_TASK_: Give only the number of lines in the data below that contain the string "blurred".

--- RECORD LIST ---

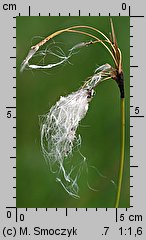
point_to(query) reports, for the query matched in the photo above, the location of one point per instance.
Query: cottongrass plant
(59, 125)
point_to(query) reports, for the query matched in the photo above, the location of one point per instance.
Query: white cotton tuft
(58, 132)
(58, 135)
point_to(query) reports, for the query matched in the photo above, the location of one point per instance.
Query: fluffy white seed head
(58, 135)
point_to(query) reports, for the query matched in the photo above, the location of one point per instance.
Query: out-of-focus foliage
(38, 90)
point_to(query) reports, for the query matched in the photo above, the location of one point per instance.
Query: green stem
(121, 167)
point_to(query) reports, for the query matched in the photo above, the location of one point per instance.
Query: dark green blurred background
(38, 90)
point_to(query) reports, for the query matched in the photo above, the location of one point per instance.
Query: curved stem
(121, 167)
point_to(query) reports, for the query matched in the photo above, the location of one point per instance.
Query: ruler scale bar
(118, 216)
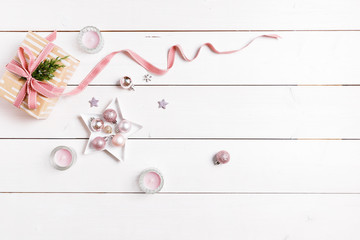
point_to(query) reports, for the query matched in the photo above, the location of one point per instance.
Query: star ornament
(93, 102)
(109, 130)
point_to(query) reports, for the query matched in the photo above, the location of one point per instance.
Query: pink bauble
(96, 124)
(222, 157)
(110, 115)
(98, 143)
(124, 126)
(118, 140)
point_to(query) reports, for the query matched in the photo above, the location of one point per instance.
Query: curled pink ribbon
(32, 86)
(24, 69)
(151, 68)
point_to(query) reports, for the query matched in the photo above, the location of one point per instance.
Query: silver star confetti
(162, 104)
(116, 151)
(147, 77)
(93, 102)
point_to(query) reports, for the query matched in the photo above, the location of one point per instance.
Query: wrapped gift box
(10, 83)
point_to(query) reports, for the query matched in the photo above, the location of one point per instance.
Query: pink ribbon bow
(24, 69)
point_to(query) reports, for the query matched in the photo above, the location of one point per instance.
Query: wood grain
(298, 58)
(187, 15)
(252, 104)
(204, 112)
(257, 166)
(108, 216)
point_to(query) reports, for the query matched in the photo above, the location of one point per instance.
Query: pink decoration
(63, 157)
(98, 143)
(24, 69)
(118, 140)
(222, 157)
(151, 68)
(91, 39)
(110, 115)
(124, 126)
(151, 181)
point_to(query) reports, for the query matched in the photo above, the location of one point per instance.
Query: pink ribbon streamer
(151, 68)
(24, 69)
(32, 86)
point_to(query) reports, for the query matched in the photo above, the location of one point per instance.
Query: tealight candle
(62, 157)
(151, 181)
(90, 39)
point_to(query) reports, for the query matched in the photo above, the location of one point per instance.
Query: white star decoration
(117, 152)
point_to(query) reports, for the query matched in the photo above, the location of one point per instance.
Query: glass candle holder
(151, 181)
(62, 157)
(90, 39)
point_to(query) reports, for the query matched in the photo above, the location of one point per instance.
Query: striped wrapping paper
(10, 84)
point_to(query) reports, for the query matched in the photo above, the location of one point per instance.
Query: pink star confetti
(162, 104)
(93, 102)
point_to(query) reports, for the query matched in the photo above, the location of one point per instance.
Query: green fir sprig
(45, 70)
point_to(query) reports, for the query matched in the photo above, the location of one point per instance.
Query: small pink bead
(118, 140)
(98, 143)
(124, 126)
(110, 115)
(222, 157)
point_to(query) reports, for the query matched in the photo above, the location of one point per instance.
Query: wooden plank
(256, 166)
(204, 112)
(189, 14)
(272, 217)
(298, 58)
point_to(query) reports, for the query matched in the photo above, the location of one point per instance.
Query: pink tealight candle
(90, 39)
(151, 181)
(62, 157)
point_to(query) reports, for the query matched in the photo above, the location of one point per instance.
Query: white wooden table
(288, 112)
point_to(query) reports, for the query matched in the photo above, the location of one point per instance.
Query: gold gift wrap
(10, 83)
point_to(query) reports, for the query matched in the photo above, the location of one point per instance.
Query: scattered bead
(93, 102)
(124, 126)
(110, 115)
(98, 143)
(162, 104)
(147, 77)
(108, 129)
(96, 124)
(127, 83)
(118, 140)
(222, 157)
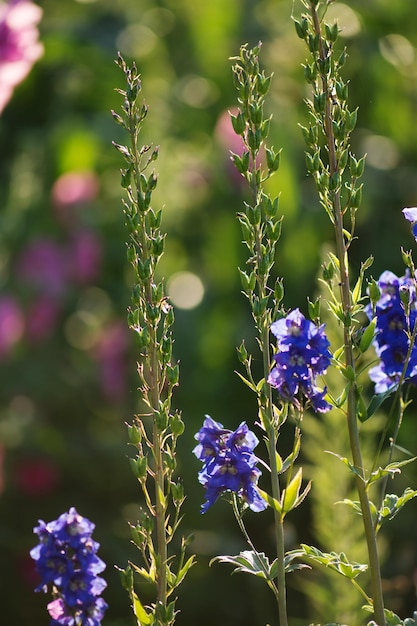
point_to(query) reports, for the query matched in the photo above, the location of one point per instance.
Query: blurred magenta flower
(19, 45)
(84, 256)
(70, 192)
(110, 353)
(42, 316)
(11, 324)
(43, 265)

---
--- RECORD LIST ---

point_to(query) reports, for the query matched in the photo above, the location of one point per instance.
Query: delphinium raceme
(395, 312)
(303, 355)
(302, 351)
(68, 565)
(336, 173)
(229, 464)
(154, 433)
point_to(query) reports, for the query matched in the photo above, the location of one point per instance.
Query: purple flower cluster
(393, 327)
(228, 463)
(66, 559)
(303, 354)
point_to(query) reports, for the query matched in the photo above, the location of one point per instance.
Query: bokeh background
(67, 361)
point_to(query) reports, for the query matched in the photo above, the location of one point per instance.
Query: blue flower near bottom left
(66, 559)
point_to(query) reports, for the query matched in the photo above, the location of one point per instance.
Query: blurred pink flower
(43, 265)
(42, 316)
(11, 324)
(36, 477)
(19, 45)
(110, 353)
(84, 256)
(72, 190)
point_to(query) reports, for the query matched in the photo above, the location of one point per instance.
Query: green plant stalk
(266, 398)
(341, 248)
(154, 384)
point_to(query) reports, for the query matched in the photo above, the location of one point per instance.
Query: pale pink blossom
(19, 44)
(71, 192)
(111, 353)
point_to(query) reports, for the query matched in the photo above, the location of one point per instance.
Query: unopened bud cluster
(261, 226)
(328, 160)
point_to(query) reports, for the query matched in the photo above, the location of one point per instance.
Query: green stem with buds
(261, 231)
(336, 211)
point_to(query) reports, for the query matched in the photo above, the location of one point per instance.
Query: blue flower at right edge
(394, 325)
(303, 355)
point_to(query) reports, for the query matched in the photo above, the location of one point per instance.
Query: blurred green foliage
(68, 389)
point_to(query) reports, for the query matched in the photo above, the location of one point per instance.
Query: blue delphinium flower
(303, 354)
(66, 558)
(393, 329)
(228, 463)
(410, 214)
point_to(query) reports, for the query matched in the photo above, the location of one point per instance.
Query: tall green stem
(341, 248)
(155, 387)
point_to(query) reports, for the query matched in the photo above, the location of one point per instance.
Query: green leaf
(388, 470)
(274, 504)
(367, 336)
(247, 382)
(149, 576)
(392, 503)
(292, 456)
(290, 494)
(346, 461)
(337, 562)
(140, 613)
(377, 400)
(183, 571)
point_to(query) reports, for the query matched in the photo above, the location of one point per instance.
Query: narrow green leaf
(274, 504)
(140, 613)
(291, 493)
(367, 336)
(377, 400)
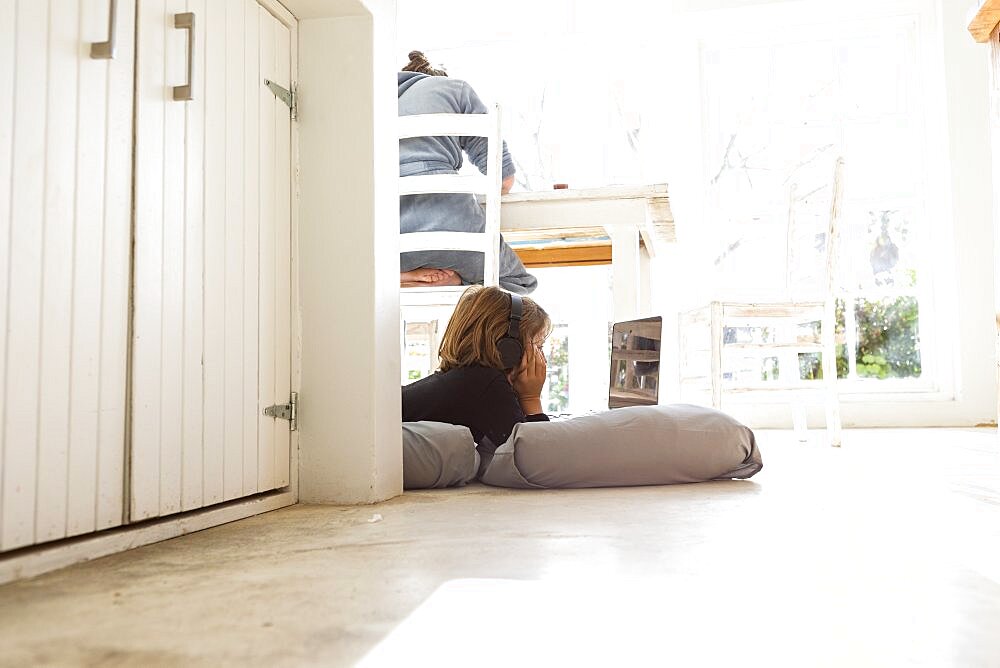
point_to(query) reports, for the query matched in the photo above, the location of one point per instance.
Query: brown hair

---

_TASK OUTPUT_: 4